-- Excerpt to read --

The inspectors also verified that this issue was entered into the CAP with the appropriate significance characterization.

This event followup review constituted one sample as defined in IP 71153-05.

b. Findings

No findings of significance were identified.

.4 Loss of Unit 1 East Main Feed Pump Due to Debris in the Main Feed Pump Condenser

a. Inspection Scope

On December 13, 2010, Unit 1 power was reduced to 49 percent because the east main feedwater pump condenser vacuum was lowering and operators subsequently manually tripped the pump. The lowering vacuum was caused by a large influx of debris from the lake because of high winds and rough lake conditions. After both main feed water pump condensers were cleaned, the unit was returned to full power on December 15, 2010.

The inspectors evaluated operator performance and determined that the operator response was appropriate and in accordance with procedures and training.

The inspectors also verified that this issue was entered into the CAP with the appropriate significance characterization.

This event followup review constituted one sample as defined in IP 71153-05

b. Findings

No findings of significance were identified.

4OA5 Other Activities

.1 Reactor Coolant System Dissimilar Metal Butt Welds (Temporary Instruction 2515/172)

a. Inspection Scope

The inspectors conducted a review of licensee activities regarding dissimilar metal butt weld mitigation and inspection implemented in accordance with the industry self-imposed mandatory requirements of Materials Reliability Program -139, Primary System Piping Butt Weld Inspection and Evaluation Guidelines. Temporary Instruction (TI) 2515/172, Reactor Coolant System Dissimilar Metal Butt Welds was issued February 21, 2008, to support the evaluation of the licensees implementation of MRP-139. Subsequent to that, TI 2515/172, Revision 1 was issued on May 27, 2010.

-- Goal 1 --
Using the inspection report excerpt, answer the following:
(a) To what percent was Unit 1 power reduced on December 13, 2010?
(b) What caused the east main feedwater pump condenser vacuum to lower?
(c) On what date was TI 2515/172, Revision 1 issued?
-- Goal 2 --
From the inspection report excerpt, return everything from "The inspectors evaluated" down to "(Temporary Instruction 2515/172)", word for word.
-- Goal 3 --
Carry the inspection report excerpt forward, beginning right after its final sentence.

-- Data excerpts --
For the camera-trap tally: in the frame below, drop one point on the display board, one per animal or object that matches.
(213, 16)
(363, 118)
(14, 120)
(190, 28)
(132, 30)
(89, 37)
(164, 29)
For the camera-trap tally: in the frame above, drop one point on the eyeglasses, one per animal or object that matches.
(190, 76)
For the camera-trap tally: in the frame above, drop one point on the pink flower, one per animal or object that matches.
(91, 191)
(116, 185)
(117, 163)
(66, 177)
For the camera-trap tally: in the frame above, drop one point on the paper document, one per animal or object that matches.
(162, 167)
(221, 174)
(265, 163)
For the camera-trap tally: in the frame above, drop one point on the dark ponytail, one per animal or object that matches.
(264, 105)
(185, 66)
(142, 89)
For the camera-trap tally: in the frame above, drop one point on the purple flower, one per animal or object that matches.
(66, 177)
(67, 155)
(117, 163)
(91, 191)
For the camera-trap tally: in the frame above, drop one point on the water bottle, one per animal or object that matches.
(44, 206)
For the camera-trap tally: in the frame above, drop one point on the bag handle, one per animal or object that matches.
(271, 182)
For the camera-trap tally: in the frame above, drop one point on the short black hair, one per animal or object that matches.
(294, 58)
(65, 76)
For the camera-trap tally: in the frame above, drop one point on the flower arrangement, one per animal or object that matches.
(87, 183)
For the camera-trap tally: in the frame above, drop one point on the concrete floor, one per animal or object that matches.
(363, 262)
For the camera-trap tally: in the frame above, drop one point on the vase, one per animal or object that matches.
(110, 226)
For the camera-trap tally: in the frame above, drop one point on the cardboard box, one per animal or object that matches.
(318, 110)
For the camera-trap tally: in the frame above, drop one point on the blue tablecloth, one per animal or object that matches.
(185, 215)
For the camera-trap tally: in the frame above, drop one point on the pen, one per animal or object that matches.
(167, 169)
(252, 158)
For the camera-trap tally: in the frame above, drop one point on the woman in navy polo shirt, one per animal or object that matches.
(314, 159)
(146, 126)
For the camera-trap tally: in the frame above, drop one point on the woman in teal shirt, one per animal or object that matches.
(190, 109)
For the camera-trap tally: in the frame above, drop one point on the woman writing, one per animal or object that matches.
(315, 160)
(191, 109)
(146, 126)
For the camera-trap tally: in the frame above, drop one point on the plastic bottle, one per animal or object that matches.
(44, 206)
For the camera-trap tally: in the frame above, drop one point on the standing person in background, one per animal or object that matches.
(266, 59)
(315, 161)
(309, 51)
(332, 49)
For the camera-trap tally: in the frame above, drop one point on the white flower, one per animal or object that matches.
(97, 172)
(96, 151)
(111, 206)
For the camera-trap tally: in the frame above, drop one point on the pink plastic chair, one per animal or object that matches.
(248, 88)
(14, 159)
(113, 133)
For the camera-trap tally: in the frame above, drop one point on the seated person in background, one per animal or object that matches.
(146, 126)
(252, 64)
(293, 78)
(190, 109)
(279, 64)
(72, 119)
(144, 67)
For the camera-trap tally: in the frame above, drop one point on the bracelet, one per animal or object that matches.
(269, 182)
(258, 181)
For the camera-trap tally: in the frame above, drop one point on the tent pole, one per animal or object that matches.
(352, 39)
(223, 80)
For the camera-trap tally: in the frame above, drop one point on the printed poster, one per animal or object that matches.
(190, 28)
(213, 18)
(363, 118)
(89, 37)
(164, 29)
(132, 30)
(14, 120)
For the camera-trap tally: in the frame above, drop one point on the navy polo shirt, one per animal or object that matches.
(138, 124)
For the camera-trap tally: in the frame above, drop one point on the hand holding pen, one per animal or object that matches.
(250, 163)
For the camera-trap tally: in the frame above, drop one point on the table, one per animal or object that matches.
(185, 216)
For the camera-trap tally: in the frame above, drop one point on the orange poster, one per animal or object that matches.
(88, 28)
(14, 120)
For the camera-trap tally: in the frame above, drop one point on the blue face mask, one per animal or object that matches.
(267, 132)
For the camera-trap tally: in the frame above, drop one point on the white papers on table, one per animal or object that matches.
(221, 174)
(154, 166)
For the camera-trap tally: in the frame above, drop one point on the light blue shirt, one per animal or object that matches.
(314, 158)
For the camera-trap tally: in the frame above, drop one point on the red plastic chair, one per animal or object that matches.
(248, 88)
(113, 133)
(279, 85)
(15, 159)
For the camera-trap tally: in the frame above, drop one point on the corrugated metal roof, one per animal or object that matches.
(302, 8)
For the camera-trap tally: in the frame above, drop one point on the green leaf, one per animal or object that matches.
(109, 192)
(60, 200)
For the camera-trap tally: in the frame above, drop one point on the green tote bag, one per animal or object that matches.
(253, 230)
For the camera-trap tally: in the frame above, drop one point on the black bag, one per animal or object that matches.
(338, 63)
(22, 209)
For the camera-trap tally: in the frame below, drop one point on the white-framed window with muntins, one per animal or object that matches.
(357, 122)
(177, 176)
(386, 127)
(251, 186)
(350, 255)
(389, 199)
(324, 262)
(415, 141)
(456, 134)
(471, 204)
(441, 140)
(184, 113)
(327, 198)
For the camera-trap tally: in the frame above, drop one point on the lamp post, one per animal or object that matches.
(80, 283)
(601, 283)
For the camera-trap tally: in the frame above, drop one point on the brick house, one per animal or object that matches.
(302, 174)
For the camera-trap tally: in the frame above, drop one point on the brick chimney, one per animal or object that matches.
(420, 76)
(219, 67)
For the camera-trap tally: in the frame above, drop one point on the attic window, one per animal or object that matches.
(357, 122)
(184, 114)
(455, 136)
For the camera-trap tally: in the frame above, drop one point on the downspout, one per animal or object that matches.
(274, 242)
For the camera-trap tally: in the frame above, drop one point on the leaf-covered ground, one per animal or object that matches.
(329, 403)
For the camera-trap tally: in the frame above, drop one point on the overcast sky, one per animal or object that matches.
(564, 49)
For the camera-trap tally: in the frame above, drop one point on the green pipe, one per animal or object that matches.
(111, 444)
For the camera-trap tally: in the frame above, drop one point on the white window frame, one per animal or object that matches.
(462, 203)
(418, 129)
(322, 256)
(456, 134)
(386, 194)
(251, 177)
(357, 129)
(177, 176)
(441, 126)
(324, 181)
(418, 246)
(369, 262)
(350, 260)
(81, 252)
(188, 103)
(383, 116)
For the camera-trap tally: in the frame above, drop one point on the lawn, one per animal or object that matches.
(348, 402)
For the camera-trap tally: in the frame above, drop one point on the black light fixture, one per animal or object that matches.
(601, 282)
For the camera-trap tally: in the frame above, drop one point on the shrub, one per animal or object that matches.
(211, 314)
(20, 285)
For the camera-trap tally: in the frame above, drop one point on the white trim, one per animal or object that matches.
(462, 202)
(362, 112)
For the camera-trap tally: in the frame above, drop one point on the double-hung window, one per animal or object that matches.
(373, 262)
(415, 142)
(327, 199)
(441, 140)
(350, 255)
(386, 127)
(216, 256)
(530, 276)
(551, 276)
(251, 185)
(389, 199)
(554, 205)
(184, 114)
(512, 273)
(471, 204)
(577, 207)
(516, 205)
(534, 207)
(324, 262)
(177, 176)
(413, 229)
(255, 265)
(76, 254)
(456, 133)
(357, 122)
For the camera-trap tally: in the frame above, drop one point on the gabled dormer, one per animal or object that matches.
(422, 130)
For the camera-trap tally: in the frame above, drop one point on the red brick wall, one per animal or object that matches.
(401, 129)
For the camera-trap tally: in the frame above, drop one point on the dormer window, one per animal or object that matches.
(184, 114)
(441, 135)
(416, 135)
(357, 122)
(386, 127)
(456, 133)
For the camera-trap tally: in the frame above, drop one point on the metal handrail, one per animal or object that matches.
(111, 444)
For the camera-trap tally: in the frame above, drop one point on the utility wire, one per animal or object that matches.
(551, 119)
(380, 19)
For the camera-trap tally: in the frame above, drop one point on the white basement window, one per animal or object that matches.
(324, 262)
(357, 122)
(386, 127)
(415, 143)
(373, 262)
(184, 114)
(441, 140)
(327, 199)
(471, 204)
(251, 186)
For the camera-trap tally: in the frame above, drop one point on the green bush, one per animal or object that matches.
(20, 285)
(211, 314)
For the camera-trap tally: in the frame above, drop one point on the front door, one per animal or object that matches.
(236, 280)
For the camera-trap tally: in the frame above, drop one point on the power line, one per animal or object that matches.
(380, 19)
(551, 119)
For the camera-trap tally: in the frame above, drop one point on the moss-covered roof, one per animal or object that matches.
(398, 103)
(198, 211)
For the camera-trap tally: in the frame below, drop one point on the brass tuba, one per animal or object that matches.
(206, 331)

-- Final result 1 --
(a) 49 percent.
(b) A large influx of debris from the lake because of high winds and rough lake conditions.
(c) May 27, 2010.

-- Final result 2 --
The inspectors evaluated operator performance and determined that the operator response was appropriate and in accordance with procedures and training.

The inspectors also verified that this issue was entered into the CAP with the appropriate significance characterization.

This event followup review constituted one sample as defined in IP 71153-05

b. Findings

No findings of significance were identified.

4OA5 Other Activities

.1 Reactor Coolant System Dissimilar Metal Butt Welds (Temporary Instruction 2515/172)

-- Final result 3 --
Inspections of Unit 2 activities related to TI 2515/172, Revision 0 are complete and were documented in NRC Inspection Reports (IRs) 50-316/2009003, 50-316/2008003, and 50-316/2008004.

From October 6 - 19, 2010, the inspectors conducted a review of the implementation of the licensees MRP-139 Program and associated ISI Program per the guidance in TI 2515/172, Revision 1. Specifically, the inspectors reviewed sections of the TI 2515/172 described below:

  • Section 03.01 of TI/172, Revision 1 - Implementation of the Baseline MRP-139 Inspections. The inspectors reviewed the Unit 2 baseline inspection scope, categorization, and inspection schedule per MRP-139. No deviations from the plans or schedules previously reviewed in IRs 50-316/2009003, 50-316/2008003, and 50-316/2008004 were identified. This section of TI/172 Revision 1 is complete; and
  • Section 03.06 of TI/172, Revision 1 - Inservice Inspection Program. The inspectors reviewed the licensees Unit 2 Inservice Inspection Program to identify any deviations from the MRP-139 examination requirements. No deviations were identified. This section of TI/172, Revision 1 is complete.

The following sections of TI 2515/172, Revision 1 were not applicable to this outage inspection because the licensee did not perform any MRP-139 activities associated with these sections:

  • Section 03.02 of TI/172, Revision 1 - Evaluation of Volumetric Examinations. Not applicable. Licensee did not perform any volumetric examinations on Unit 2 per MRP-139 during this outage;
  • Section 03.03 of TI/172, Revision 1 - Evaluation of Weld Overlays. Not applicable.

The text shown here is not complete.